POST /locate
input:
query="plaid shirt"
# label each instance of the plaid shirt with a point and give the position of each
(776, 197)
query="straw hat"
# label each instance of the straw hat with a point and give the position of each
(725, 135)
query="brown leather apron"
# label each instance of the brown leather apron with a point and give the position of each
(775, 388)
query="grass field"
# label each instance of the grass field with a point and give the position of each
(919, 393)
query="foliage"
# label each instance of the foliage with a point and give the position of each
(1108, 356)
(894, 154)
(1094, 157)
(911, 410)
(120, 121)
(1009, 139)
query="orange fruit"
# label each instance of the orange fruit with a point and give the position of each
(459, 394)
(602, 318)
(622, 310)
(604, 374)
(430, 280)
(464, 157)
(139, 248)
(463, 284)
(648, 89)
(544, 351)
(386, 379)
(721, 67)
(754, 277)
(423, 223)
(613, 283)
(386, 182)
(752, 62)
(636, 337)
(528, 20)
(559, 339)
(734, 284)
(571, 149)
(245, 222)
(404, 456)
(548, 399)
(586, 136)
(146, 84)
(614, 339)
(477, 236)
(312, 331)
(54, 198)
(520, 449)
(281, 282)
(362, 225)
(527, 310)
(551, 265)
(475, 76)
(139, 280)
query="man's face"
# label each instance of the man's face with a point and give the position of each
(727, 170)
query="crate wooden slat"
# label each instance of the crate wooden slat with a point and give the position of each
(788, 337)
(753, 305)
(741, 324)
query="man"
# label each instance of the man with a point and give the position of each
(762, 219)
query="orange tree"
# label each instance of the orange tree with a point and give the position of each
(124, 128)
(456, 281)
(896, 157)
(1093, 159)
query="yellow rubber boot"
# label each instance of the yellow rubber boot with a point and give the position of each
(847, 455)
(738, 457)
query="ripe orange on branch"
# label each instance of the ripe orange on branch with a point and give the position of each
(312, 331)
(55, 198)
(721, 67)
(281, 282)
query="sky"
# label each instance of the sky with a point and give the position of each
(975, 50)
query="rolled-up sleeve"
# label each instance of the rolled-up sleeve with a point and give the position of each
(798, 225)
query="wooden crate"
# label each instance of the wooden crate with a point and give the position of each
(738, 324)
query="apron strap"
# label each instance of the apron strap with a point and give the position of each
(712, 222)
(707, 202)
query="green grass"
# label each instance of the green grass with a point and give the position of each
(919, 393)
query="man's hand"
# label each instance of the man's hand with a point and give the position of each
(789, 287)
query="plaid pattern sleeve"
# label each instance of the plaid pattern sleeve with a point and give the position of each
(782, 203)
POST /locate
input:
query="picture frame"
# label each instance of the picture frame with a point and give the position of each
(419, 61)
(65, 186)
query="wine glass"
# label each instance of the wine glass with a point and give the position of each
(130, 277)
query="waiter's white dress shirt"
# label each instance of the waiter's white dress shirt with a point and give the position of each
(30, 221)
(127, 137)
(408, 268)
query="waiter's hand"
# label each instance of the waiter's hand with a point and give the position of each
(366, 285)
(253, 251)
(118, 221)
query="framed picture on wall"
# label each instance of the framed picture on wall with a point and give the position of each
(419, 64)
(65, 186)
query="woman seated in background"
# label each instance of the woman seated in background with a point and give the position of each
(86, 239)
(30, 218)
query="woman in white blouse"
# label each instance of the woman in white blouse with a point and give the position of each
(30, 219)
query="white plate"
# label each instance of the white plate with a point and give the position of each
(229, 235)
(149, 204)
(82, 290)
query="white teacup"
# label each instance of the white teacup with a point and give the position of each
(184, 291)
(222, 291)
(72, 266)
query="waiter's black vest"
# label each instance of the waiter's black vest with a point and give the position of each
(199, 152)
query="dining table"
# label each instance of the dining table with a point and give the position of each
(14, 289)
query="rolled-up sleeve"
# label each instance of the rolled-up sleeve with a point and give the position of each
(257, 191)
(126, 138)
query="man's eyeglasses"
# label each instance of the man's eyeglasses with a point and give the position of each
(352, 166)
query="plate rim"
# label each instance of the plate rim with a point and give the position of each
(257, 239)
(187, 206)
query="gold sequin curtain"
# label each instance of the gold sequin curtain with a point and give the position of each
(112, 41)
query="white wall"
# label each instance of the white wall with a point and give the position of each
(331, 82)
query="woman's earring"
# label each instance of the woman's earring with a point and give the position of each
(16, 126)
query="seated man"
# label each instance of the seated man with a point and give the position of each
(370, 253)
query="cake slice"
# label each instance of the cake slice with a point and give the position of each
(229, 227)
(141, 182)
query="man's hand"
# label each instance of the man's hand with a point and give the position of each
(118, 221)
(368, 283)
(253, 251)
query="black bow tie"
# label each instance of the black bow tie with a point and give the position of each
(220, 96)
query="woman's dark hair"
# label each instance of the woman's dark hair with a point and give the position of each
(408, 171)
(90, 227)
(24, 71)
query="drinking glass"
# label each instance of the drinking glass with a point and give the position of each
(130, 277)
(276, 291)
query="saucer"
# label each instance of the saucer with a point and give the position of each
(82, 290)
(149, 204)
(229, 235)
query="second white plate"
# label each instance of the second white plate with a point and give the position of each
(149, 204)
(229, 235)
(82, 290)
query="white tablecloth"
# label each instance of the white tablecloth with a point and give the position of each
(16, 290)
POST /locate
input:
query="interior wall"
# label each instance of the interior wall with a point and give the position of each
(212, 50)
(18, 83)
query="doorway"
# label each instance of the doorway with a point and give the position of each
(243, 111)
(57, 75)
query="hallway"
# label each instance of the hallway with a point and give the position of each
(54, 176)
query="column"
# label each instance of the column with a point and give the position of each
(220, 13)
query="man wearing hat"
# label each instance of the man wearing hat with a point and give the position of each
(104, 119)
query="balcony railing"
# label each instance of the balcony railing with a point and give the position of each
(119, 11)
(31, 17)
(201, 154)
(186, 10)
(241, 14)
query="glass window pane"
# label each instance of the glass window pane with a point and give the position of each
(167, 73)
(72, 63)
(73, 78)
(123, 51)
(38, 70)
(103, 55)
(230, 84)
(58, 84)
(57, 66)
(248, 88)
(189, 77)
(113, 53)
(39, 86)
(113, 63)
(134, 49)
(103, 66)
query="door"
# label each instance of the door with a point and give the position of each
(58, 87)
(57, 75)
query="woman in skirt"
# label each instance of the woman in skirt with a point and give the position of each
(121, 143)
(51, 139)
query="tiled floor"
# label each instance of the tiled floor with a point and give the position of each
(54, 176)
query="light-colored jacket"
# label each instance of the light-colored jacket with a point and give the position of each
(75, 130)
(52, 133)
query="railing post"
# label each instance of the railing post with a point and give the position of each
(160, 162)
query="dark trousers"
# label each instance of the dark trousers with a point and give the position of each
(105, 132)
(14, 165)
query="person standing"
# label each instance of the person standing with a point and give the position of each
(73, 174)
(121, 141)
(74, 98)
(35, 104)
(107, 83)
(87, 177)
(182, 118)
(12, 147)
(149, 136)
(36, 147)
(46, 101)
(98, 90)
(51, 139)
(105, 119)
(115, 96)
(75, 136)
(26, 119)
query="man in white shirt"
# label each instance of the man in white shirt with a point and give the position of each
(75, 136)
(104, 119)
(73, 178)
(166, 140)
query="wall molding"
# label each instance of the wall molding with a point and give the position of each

※ ※ ※

Give the listing again, word for word.

POST /locate
input:
query="plaid shirt"
# label each instance of the plaid shirt with a point and give the position of each
(776, 197)
query="straw hat"
# label each instance of the straw hat with a point and give the position of each
(725, 135)
query="brown leather apron"
# label each instance of the brown leather apron with a point and give the position of each
(775, 388)
query="grass field"
# label each instance of the grass field with a point and give the position of each
(919, 393)
query="foliage"
# label each instance of the foliage with a point and give the position of each
(1108, 356)
(894, 154)
(1094, 157)
(911, 410)
(120, 121)
(1009, 139)
query="orange fruit"
# label each instance of the orange fruit with a point and give the position of each
(459, 394)
(602, 318)
(622, 310)
(604, 374)
(430, 280)
(464, 157)
(139, 248)
(463, 284)
(648, 89)
(544, 351)
(386, 379)
(721, 67)
(754, 277)
(423, 223)
(613, 283)
(386, 182)
(752, 62)
(636, 337)
(528, 20)
(559, 339)
(734, 284)
(571, 149)
(245, 222)
(404, 456)
(548, 399)
(586, 136)
(146, 84)
(614, 339)
(477, 236)
(312, 331)
(54, 198)
(520, 449)
(281, 282)
(362, 225)
(527, 310)
(551, 265)
(475, 76)
(139, 280)
query="man's face"
# label each instance of the man's face with a point and give the position of each
(727, 170)
query="crate wooden slat"
# label each instance of the crate wooden slat with a point and give the position of each
(788, 337)
(753, 305)
(741, 324)
query="man"
# label each instance of the man with a point and give the position of each
(762, 219)
query="orange tree"
# label each instance of the orange tree with a point and give the position of each
(124, 128)
(456, 281)
(896, 157)
(1093, 159)
query="yellow rubber boot"
# label each instance of the yellow rubber boot with a point and give the position of each
(847, 455)
(738, 457)
query="ripe orange on branch"
# label each instance of the ripe orange on branch with a point and give the position of each
(312, 331)
(55, 198)
(721, 67)
(281, 282)
query="sky"
# label each instance of the sky with a point and give the position of each
(975, 50)
query="rolled-up sleeve"
# label each instance of the rolled-up sleeve with a point and give the position of each
(798, 225)
query="wooden crate"
# label each instance of the wooden crate with a point and give the position of each
(738, 324)
query="apron strap"
# label each instance of the apron strap with a point and give the position of each
(712, 222)
(707, 202)
query="green grass"
# label each instance of the green grass with a point and give the position of each
(919, 393)
query="man's hand"
# label each instance of the man's hand with a point and give the position of each
(789, 287)
query="plaid pattern sleeve"
# label each instance of the plaid pattern sleeve with a point and give the position of each
(782, 203)
POST /locate
input:
query="picture frame"
# label each instance of the picture frame with a point and give the position of each
(419, 61)
(65, 186)
query="wine glass"
# label each instance of the wine glass with a point and give the position of each
(130, 277)
query="waiter's white dress shirt"
# label each instance of the waiter's white dress shirt with a point and give the position of each
(30, 221)
(127, 137)
(408, 268)
query="waiter's hand"
# label each instance of the waiter's hand with a point and give the position of each
(366, 285)
(253, 251)
(118, 221)
query="framed picture on wall"
# label each instance of the framed picture on wall with a point and give the position of each
(419, 64)
(65, 186)
query="woman seated in background"
# label each instance of the woman seated in background with a point and give the position of each
(86, 239)
(30, 218)
query="woman in white blouse"
# label each instance of the woman in white blouse with a point and give the position of each
(30, 219)
query="white plate"
# label each instance of the white plate with a point and give the position of each
(229, 235)
(149, 204)
(82, 290)
query="white teacup"
# label each instance of the white teacup with a point and give the position of each
(184, 291)
(222, 291)
(72, 266)
query="waiter's black vest"
# label each instance of the waiter's black vest with a point and give the position of each
(199, 152)
query="dining table"
# label each instance of the dining table with a point and give the position of each
(14, 289)
query="rolled-up sleeve"
# label each instance of the rolled-up sleeve with a point and give the position of each
(257, 191)
(126, 138)
query="man's eyeglasses"
# label each instance of the man's eyeglasses with a point and give the position of each
(352, 166)
query="plate rim"
# label each instance of the plate rim with a point and give the position of each
(257, 239)
(187, 206)
query="gold sequin curtain"
# label each instance of the gold sequin curtain with a point and give the position of each
(112, 41)
query="white wall"
# label each instance of the white wall with a point and give the position of each
(331, 82)
query="woman's earring"
# label each instance of the woman's earring with a point and give the position of each
(16, 126)
query="seated man"
# label each instance of the seated man with a point and give the position of each
(370, 253)
query="cake slice"
# label each instance of the cake slice with a point and give the position of each
(229, 227)
(141, 182)
query="man's hand"
# label each instance of the man's hand with a point and give the position of each
(118, 221)
(368, 283)
(253, 251)
query="black bow tie"
# label each instance of the black bow tie with a point and give the position of each
(220, 96)
query="woman's dark hair"
# label each instance of the woman's dark hair with a point and give the position of each
(408, 171)
(90, 227)
(24, 71)
query="drinking glass"
# label each instance of the drinking glass with a point and give the position of each
(130, 277)
(276, 291)
query="saucer"
# label each instance of the saucer with a point and give the position of each
(82, 290)
(149, 204)
(229, 235)
query="second white plate"
# label each instance of the second white plate with a point and give the position of each
(149, 204)
(229, 235)
(82, 290)
query="white tablecloth"
# label each instance of the white tablecloth with a point and give the position of each
(16, 290)
POST /locate
input:
query="interior wall"
# label each instance of the interior wall with a point and give the position of each
(212, 50)
(18, 83)
query="doorway"
# label each instance of the doorway with a point and give the position of each
(243, 111)
(57, 75)
query="hallway"
# label each instance of the hallway with a point and give the position of each
(54, 176)
query="column"
# label each instance of the column with a point and give the position of each
(220, 13)
query="man wearing hat"
# label each instance of the man wearing hat with a point and give the position of each
(104, 119)
query="balcony railing"
# label each instance of the balcony railing with a point and give the position of each
(119, 11)
(31, 17)
(201, 154)
(186, 10)
(241, 14)
query="glass window pane"
# label each instance of the glass window pane with a point and give the position of each
(167, 73)
(72, 63)
(73, 78)
(123, 51)
(38, 70)
(103, 55)
(230, 84)
(58, 84)
(57, 66)
(248, 88)
(189, 77)
(113, 53)
(39, 86)
(113, 63)
(134, 49)
(103, 66)
query="door"
# label each instance of the door with a point and give the position of each
(58, 87)
(57, 75)
query="woman in skirt"
# label each instance of the woman in skirt with a point and give the position of each
(121, 143)
(51, 139)
query="tiled floor"
# label each instance of the tiled floor with a point and give the position of each
(54, 176)
query="light-colored jacket"
# label each instance of the light-colored jacket with a point and give the position of each
(75, 130)
(52, 133)
query="railing post"
# label each instance of the railing post with a point and give the position of each
(160, 162)
query="dark trousers"
# label each instance of the dark trousers with a point and give the position of each
(105, 132)
(14, 165)
query="person standing"
# label each instance of the person standing with a point and give the position of each
(73, 174)
(121, 141)
(74, 98)
(35, 104)
(107, 83)
(87, 177)
(182, 118)
(12, 147)
(149, 136)
(36, 147)
(46, 101)
(98, 90)
(51, 139)
(105, 119)
(115, 96)
(75, 136)
(26, 119)
query="man in white shirt"
# label each instance of the man in white shirt with a point and give the position of each
(75, 136)
(104, 119)
(73, 178)
(166, 140)
query="wall molding"
# label each instance of the wall molding with a point and give the position of each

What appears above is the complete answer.